* Exercise brief *
Write out each line that follows exactly as it stands, without the pictures.

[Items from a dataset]

┌────────

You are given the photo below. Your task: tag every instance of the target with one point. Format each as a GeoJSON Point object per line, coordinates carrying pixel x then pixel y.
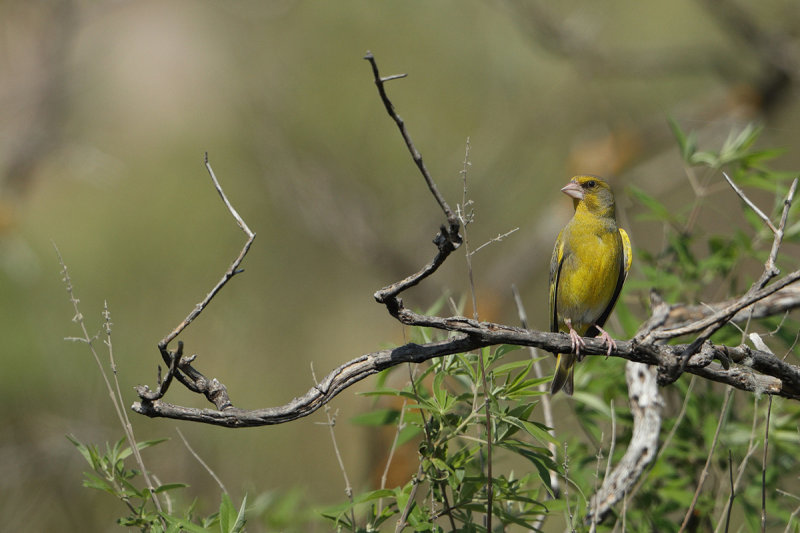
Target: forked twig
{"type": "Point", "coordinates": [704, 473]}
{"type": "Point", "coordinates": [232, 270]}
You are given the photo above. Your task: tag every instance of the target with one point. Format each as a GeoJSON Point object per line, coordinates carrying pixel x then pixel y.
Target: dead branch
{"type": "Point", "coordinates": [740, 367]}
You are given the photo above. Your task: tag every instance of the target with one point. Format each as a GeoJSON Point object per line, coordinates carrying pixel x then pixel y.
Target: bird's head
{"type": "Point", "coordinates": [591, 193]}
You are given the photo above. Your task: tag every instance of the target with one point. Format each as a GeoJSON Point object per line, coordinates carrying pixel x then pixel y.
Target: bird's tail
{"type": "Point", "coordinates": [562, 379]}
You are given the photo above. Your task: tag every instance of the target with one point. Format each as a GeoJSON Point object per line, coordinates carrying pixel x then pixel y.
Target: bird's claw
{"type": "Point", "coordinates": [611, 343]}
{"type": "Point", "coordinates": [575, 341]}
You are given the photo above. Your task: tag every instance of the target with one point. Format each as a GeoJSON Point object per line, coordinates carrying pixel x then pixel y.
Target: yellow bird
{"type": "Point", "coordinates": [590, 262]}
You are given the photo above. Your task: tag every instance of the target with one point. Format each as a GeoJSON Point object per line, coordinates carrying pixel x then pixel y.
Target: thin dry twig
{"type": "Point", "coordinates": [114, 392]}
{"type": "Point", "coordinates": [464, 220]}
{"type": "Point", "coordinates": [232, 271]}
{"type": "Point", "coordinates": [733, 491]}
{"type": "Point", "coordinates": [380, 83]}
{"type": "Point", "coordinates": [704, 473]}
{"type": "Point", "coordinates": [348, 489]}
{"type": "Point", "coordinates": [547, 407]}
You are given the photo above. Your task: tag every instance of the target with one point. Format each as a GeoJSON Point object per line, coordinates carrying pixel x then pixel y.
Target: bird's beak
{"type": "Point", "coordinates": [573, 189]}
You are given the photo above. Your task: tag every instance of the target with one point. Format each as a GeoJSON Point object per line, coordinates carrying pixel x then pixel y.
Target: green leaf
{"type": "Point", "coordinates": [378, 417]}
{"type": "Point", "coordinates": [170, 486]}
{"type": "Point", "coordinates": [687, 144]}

└────────

* Solution *
You are given the photo below. Your task: tag every instance of the target with one point. Format each as a GeoJSON Point object per line, coordinates carrying pixel x then pixel y.
Target: forked twig
{"type": "Point", "coordinates": [704, 473]}
{"type": "Point", "coordinates": [232, 270]}
You are given the photo above. Your task: tag every instance of the target with one point. Format each as a GeoJSON Point object per line, coordinates carrying pixel x then pixel y.
Target: dead branch
{"type": "Point", "coordinates": [740, 367]}
You are given the photo above. Your task: tag every instance of the target with one point. Format each as a GeoJSON Point object per line, coordinates carrying pixel x then pixel y.
Target: bird's head
{"type": "Point", "coordinates": [591, 193]}
You are given the photo above. Your task: tag every instance of the target with one point. Format each as a GeoJSON Point object per line, coordinates carrying pixel x then pixel y.
Target: bird's tail
{"type": "Point", "coordinates": [562, 379]}
You are given the photo above. Your task: tag every instance of the target with one point. Format each as a GeoJSON Point object per line, coordinates carrying pixel x then pixel y.
Target: bird's claw
{"type": "Point", "coordinates": [611, 343]}
{"type": "Point", "coordinates": [575, 341]}
You are given the photo above. Your task: tag every instance of the target with one point. Format each as a GeoJSON Point object per line, coordinates carrying pixel x then pixel y.
Target: yellow bird
{"type": "Point", "coordinates": [590, 262]}
You are given the photo above. Your task: tag every instance of the target with one point. Format each as a GeoJSON Point object per line, coordinates carrying pixel x then pixel y.
Target: thin dry twig
{"type": "Point", "coordinates": [114, 392]}
{"type": "Point", "coordinates": [464, 220]}
{"type": "Point", "coordinates": [232, 271]}
{"type": "Point", "coordinates": [733, 491]}
{"type": "Point", "coordinates": [380, 83]}
{"type": "Point", "coordinates": [704, 473]}
{"type": "Point", "coordinates": [348, 489]}
{"type": "Point", "coordinates": [547, 407]}
You are given the photo above. Your task: tag every instance of the target with one point. Format each as a GeoJSON Point object per line, coordinates carrying pixel x then pixel y.
Target: bird's beak
{"type": "Point", "coordinates": [573, 189]}
You are given the photo above. Your task: tag every instance of the target with one point. Format each as a GeoJSON Point object per line, coordinates carrying pixel x then pixel y.
Target: green leaf
{"type": "Point", "coordinates": [378, 417]}
{"type": "Point", "coordinates": [170, 486]}
{"type": "Point", "coordinates": [687, 144]}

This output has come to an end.